» **Work task**: The following data has a line with "indicate the sandy" and a line with "indicate the boat railing, one". Write out exactly those lines and all the lines between them.

Exercise materials below:

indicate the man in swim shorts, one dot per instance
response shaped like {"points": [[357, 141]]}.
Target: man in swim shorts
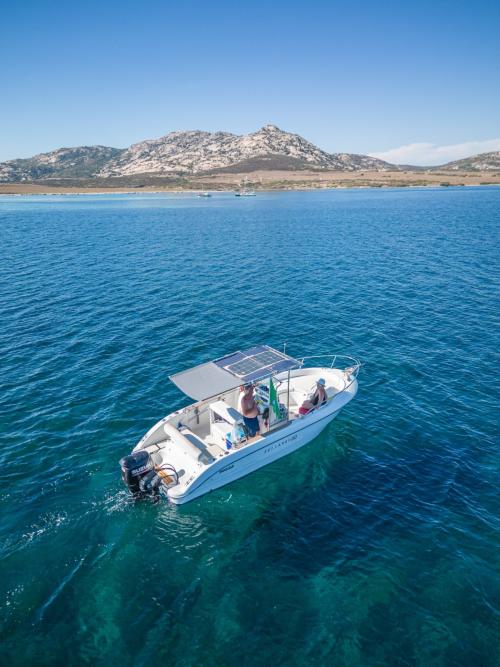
{"points": [[249, 410]]}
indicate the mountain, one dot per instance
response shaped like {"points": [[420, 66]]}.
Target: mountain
{"points": [[191, 152], [481, 162], [78, 162]]}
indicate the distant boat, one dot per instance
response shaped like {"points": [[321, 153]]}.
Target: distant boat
{"points": [[243, 191]]}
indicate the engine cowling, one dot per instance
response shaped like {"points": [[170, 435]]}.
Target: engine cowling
{"points": [[134, 468]]}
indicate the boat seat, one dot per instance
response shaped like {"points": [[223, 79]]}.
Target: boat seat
{"points": [[205, 455]]}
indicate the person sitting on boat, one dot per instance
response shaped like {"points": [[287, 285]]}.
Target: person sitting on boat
{"points": [[317, 399], [249, 410]]}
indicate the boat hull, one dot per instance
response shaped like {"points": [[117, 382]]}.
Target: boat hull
{"points": [[270, 448]]}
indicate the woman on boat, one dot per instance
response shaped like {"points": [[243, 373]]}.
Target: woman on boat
{"points": [[317, 399]]}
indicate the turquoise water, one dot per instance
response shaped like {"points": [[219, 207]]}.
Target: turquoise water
{"points": [[375, 545]]}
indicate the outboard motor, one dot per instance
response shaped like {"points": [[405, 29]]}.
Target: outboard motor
{"points": [[134, 467]]}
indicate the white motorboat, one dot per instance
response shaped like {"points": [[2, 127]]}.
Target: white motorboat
{"points": [[207, 444], [245, 193]]}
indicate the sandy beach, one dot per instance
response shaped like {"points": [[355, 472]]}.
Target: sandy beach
{"points": [[264, 180]]}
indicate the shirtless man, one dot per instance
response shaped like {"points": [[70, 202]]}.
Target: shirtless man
{"points": [[249, 410]]}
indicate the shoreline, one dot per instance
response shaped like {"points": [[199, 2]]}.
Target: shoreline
{"points": [[260, 181]]}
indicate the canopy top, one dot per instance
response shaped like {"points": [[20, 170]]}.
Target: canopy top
{"points": [[220, 375]]}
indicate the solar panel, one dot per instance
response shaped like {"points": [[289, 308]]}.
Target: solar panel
{"points": [[256, 362]]}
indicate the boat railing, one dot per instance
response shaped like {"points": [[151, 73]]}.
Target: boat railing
{"points": [[350, 369]]}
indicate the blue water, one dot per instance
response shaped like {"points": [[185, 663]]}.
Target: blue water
{"points": [[375, 545]]}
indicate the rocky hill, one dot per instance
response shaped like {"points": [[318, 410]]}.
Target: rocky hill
{"points": [[482, 162], [80, 162], [192, 152]]}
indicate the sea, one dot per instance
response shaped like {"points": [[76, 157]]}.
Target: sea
{"points": [[376, 544]]}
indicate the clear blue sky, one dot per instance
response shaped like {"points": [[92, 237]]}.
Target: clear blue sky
{"points": [[357, 77]]}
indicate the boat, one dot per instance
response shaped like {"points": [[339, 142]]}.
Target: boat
{"points": [[206, 445], [244, 191]]}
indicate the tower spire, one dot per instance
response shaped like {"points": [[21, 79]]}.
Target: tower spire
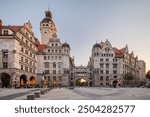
{"points": [[48, 8]]}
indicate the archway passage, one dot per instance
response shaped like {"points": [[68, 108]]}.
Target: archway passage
{"points": [[115, 82], [23, 80], [32, 81], [81, 82], [5, 78]]}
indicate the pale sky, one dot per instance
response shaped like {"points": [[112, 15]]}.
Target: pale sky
{"points": [[83, 22]]}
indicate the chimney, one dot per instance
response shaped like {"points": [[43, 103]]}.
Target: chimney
{"points": [[0, 27]]}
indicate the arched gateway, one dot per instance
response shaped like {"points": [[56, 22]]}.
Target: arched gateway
{"points": [[5, 80]]}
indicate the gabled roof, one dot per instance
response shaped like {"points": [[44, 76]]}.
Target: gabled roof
{"points": [[37, 41], [41, 48], [123, 50], [118, 53], [15, 28]]}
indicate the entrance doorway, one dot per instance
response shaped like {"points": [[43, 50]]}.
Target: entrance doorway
{"points": [[5, 80], [81, 82], [23, 80], [115, 82]]}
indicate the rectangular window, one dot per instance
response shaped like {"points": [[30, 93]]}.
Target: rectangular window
{"points": [[22, 50], [59, 65], [46, 64], [21, 67], [26, 60], [26, 68], [5, 54], [44, 57], [107, 71], [26, 52], [59, 71], [46, 71], [101, 78], [101, 71], [107, 60], [114, 71], [5, 65], [30, 70], [60, 79], [5, 32], [107, 65], [54, 71], [101, 65], [115, 66], [22, 59], [101, 60], [54, 65]]}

End of Exercise materials.

» **Solution for this exercise**:
indicate the sandy beach, one dot per instance
response shaped like {"points": [[355, 472]]}.
Target: sandy beach
{"points": [[264, 180]]}
indicate the shirtless man, one dot per instance
response shaped like {"points": [[70, 202]]}.
Target: shirtless man
{"points": [[249, 410]]}
indicate the shoreline, one dot per instance
response shaped like {"points": [[199, 2]]}.
Target: shoreline
{"points": [[260, 181]]}
indicate the canopy top, one dot per instance
response shaped like {"points": [[20, 170]]}.
Target: canopy top
{"points": [[220, 375]]}
indicate the solar panel, one dot per instance
response shaped like {"points": [[289, 308]]}.
Target: solar panel
{"points": [[256, 362]]}
indicate the boat railing, one dot per instance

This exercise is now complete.